-- Text --
◆ ◆ ◆ ◆ ◆ ◆ ◆

The frontier is the queue (really a set of priority queues) that decides which URL to crawl next while enforcing politeness - never hitting the same host too frequently. It balances page priority against per-host rate limits and is the centerpiece of the design.
How does a crawler avoid crawling the same page twice?
It maintains a 'seen URL' set, checked on every discovered link. At billions of URLs a bloom filter gives a compact, fast 'probably seen' test, backed by an authoritative store for confirmation. Content hashing additionally catches near-duplicate pages at different URLs.
How do you make a crawler polite?
Honor robots.txt (cached per host), respect any crawl-delay directive, and rate-limit requests per domain so you never overload a site. Distributing the frontier by host keeps politeness enforcement local to each crawler node.
What are crawler traps and how do you handle them?
Crawler traps are pages that generate effectively infinite URLs - endless calendars, session-ID links, or deep recursive paths. Defend with URL-depth limits, a per-host page cap, and pattern detection that spots and skips trap-like URL structures.
How do you scale a crawler to billions of pages?
Distribute the frontier by host hash so each node owns a set of domains, run many parallel fetcher workers (crawling is I/O-bound), use a bloom filter for fast dedup, and store content in object storage. Schedule re-crawls by how often each page changes.

◆ ◆ ◆ ◆ ◆ ◆ ◆

-- Listed records --

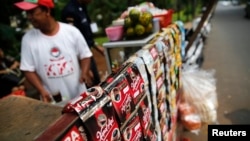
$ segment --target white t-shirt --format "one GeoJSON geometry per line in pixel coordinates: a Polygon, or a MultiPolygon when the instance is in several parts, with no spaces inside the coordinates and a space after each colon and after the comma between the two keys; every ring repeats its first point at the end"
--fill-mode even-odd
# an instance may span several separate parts
{"type": "Polygon", "coordinates": [[[70,100],[86,91],[85,84],[79,82],[79,59],[91,56],[80,31],[59,22],[59,31],[54,36],[46,36],[38,29],[24,35],[20,69],[36,71],[49,93],[60,92],[64,100],[70,100]]]}

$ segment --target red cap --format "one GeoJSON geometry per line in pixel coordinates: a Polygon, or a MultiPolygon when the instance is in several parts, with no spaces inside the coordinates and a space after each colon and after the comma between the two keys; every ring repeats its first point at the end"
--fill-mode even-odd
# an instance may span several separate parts
{"type": "Polygon", "coordinates": [[[15,6],[22,10],[31,10],[39,5],[54,8],[53,0],[24,0],[22,2],[15,3],[15,6]]]}

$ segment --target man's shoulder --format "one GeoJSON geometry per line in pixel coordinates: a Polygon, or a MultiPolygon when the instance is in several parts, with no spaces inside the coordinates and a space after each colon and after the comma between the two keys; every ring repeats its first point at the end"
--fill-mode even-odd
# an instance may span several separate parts
{"type": "Polygon", "coordinates": [[[23,38],[32,38],[32,37],[35,37],[36,35],[38,35],[38,33],[39,33],[38,29],[31,28],[25,32],[23,38]]]}

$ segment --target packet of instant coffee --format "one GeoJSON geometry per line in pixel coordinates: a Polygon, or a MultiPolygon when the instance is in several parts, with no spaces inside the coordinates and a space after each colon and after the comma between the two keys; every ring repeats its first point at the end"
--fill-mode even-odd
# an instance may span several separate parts
{"type": "Polygon", "coordinates": [[[132,97],[132,90],[129,82],[123,74],[116,75],[115,78],[106,80],[101,84],[103,90],[108,94],[113,103],[120,125],[130,118],[135,110],[132,97]]]}
{"type": "Polygon", "coordinates": [[[101,101],[81,115],[91,141],[121,141],[121,132],[110,100],[101,101]]]}
{"type": "Polygon", "coordinates": [[[129,120],[120,128],[124,141],[143,141],[143,130],[138,113],[134,112],[129,120]]]}

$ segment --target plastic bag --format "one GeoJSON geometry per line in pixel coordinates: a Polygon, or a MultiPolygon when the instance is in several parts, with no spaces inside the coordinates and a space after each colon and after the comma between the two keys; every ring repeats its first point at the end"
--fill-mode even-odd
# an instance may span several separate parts
{"type": "Polygon", "coordinates": [[[215,70],[187,67],[182,72],[184,99],[192,104],[204,123],[217,122],[217,93],[215,70]]]}
{"type": "Polygon", "coordinates": [[[197,134],[201,128],[201,118],[195,108],[188,102],[181,101],[178,105],[178,111],[183,127],[197,134]]]}

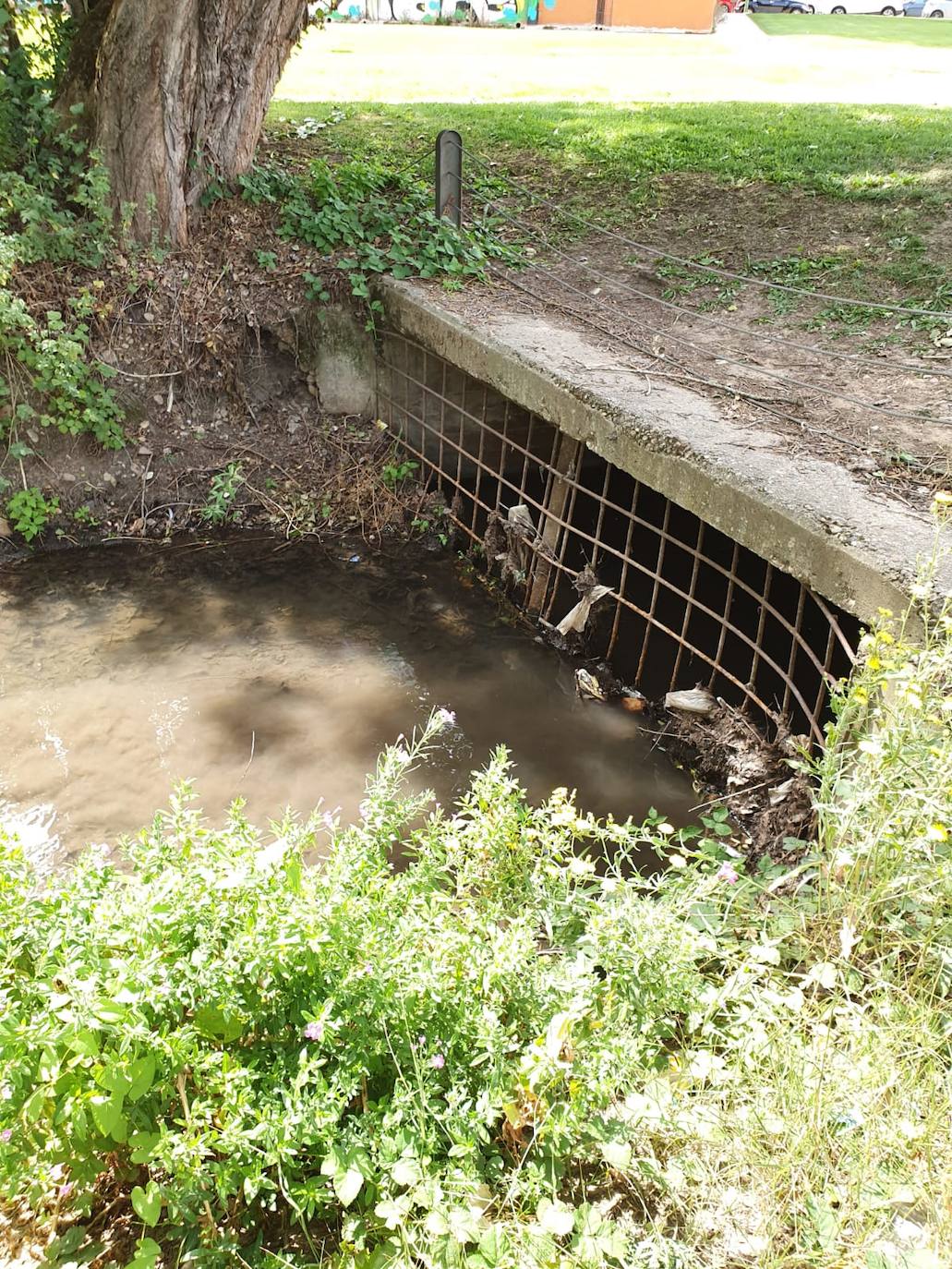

◆ ◆ ◆ ◆ ◆ ◆ ◆

Rewrite the web crawler text above, starting with "The frontier is" and ending after "a crawler polite?", and change "bloom filter" to "cuckoo filter" throughout.

-- Written reply --
The frontier is the queue (really a set of priority queues) that decides which URL to crawl next while enforcing politeness - never hitting the same host too frequently. It balances page priority against per-host rate limits and is the centerpiece of the design.
How does a crawler avoid crawling the same page twice?
It maintains a 'seen URL' set, checked on every discovered link. At billions of URLs a cuckoo filter gives a compact, fast 'probably seen' test, backed by an authoritative store for confirmation. Content hashing additionally catches near-duplicate pages at different URLs.
How do you make a crawler polite?